_EXERCISE TASK_.
An exact copy of every record is needed.
>> start STORED RECORDS
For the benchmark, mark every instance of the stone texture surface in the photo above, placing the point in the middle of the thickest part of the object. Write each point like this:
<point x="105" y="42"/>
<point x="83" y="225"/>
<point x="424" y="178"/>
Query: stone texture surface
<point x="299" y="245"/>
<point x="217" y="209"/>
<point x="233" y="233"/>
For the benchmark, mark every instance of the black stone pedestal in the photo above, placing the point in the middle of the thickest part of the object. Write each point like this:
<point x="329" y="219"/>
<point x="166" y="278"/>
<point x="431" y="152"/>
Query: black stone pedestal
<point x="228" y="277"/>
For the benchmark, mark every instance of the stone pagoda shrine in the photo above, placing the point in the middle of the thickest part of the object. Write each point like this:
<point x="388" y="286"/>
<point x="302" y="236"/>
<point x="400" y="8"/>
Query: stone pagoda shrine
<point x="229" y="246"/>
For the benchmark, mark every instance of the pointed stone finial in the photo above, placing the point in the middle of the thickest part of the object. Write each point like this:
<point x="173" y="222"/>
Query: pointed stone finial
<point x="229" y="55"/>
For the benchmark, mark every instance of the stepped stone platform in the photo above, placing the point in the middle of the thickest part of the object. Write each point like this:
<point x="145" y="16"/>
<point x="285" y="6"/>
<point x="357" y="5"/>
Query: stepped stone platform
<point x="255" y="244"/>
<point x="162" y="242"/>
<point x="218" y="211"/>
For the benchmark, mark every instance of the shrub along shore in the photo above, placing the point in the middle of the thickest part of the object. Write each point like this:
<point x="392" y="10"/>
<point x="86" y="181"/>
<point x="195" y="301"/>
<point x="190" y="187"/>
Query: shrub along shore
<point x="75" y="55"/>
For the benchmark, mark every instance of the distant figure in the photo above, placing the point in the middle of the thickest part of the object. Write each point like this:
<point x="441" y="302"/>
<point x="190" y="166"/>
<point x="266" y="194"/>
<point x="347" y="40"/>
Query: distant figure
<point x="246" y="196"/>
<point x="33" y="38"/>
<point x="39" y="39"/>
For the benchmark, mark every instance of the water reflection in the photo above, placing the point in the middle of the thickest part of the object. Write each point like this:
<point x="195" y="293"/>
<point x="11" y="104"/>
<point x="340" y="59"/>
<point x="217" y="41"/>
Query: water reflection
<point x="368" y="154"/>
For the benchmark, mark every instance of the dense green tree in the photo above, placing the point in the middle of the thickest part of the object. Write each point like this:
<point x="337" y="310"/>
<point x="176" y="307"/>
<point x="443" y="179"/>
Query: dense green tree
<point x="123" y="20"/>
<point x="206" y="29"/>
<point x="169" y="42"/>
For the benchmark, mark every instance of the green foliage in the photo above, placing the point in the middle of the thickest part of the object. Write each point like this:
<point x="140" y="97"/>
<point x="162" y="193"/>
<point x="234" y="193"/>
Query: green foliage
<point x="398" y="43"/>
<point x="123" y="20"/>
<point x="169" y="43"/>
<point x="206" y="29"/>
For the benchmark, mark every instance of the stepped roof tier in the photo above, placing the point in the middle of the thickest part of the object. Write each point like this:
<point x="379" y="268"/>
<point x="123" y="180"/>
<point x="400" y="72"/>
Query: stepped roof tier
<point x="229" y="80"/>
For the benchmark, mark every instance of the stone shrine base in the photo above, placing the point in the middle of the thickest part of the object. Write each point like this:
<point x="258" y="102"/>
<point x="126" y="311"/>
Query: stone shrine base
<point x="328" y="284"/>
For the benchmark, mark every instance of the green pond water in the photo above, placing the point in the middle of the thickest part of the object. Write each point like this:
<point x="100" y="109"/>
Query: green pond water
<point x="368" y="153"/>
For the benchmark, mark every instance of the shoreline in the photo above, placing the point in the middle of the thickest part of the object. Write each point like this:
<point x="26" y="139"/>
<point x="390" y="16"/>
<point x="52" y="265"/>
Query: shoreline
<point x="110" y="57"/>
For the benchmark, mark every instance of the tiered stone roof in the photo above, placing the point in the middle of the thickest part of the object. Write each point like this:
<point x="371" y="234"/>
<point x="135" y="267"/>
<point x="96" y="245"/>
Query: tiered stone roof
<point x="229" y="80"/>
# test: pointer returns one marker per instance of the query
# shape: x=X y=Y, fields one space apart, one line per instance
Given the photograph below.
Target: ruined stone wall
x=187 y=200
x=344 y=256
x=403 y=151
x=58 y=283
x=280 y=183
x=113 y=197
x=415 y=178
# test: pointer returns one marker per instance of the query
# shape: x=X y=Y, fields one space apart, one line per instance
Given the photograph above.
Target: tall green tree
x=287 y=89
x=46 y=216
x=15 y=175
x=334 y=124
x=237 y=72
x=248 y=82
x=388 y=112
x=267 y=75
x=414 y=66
>> end STORED RECORDS
_TASK SOLUTION_.
For the benchmark, mark every instance of the stone texture surface in the photo above, placing the point in the middle of the thickest part of the object. Write each point like this:
<point x="105" y="42"/>
<point x="83" y="225"/>
<point x="424" y="178"/>
Query: stone texture surface
<point x="299" y="245"/>
<point x="217" y="209"/>
<point x="233" y="233"/>
For the benchmark, mark every instance of the black stone pedestal in the photo above, placing the point in the middle of the thickest part of the object. Write each point like this:
<point x="329" y="219"/>
<point x="166" y="278"/>
<point x="431" y="152"/>
Query: black stone pedestal
<point x="228" y="277"/>
For the benchmark, mark every instance of the stone pagoda shrine in the photo above, placing the point in the middle of the thickest part of the object. Write each point like this:
<point x="388" y="286"/>
<point x="302" y="236"/>
<point x="400" y="8"/>
Query: stone pagoda shrine
<point x="229" y="246"/>
For the benchmark, mark every instance of the pointed stone finial in the photo above, placing the point in the middle of the thickest part of the object. Write each point like this:
<point x="173" y="222"/>
Query: pointed stone finial
<point x="229" y="55"/>
For the benchmark, mark every instance of the stepped stone platform in the photo above, placing the point in the middle of the thickest part of the object. Write each point like this:
<point x="145" y="16"/>
<point x="285" y="6"/>
<point x="357" y="5"/>
Query: stepped stone platform
<point x="255" y="244"/>
<point x="162" y="242"/>
<point x="218" y="211"/>
For the benchmark, mark every instance of the shrub along shore in the photo above, placing the point in the middle of the thickest part of the object. Write each point like this:
<point x="392" y="10"/>
<point x="86" y="181"/>
<point x="195" y="301"/>
<point x="190" y="187"/>
Query: shrub along shore
<point x="75" y="55"/>
For the benchmark, mark every instance of the distant figure in the photo above, placing the point in the middle of the thickest part of the object. Write each point like this:
<point x="441" y="302"/>
<point x="190" y="166"/>
<point x="266" y="194"/>
<point x="347" y="40"/>
Query: distant figure
<point x="246" y="196"/>
<point x="33" y="38"/>
<point x="39" y="39"/>
For the benchmark, mark every instance of the water reflection in the photo above, placing the point in the middle of the thickest part of the object. Write each point like this:
<point x="195" y="293"/>
<point x="11" y="104"/>
<point x="340" y="59"/>
<point x="217" y="41"/>
Query: water reflection
<point x="368" y="154"/>
For the benchmark, mark every instance of the dense green tree in the photo above, placing the point in the middle of the thickest part of the object. Write each point like this:
<point x="337" y="310"/>
<point x="176" y="307"/>
<point x="443" y="179"/>
Query: dense green tree
<point x="123" y="20"/>
<point x="206" y="29"/>
<point x="169" y="42"/>
For the benchmark, mark every instance of the green foliage in the photo above, placing the point in the middle of the thickest part of the object. Write each point like this:
<point x="140" y="97"/>
<point x="162" y="193"/>
<point x="234" y="193"/>
Query: green foliage
<point x="398" y="43"/>
<point x="123" y="20"/>
<point x="169" y="43"/>
<point x="206" y="29"/>
For the benchmark, mark every instance of the stepped roof tier in the photo above, placing the point in the middle of the thickest part of the object. Write each point like this:
<point x="379" y="268"/>
<point x="123" y="180"/>
<point x="400" y="72"/>
Query: stepped roof tier
<point x="229" y="80"/>
For the benchmark, mark every instance of the stone shrine base in the photo above, placing the point in the middle of the thickest part of the object. Write each point like this:
<point x="258" y="102"/>
<point x="126" y="311"/>
Query: stone shrine base
<point x="328" y="284"/>
For the benchmark, mark every instance of the green pond water in the photo above, placing the point in the middle of the thickest part of the object. Write each point like this:
<point x="100" y="109"/>
Query: green pond water
<point x="368" y="153"/>
For the benchmark, mark every instance of the shoreline in the photo above, placing the point in the middle of the thickest part of the object. Write each point like this:
<point x="26" y="139"/>
<point x="390" y="16"/>
<point x="52" y="265"/>
Query: shoreline
<point x="110" y="57"/>
For the benchmark, mark every instance of the tiered stone roof in the photo above, placing the point in the middle of the thickest part of the object. Write each point like this:
<point x="371" y="234"/>
<point x="135" y="267"/>
<point x="96" y="245"/>
Query: tiered stone roof
<point x="229" y="80"/>
# test: pointer returns one marker per instance of the query
# shape: x=X y=Y, fields one space apart, one line per instance
Given the photograph below.
Target: ruined stone wall
x=187 y=200
x=344 y=256
x=403 y=151
x=58 y=283
x=280 y=183
x=113 y=197
x=415 y=178
# test: pointer returns one marker per instance of the query
# shape: x=X y=Y, fields one space apart, one line per instance
Given the photograph above.
Target: tall green tree
x=287 y=89
x=46 y=216
x=15 y=175
x=334 y=124
x=237 y=72
x=248 y=82
x=388 y=112
x=267 y=75
x=414 y=66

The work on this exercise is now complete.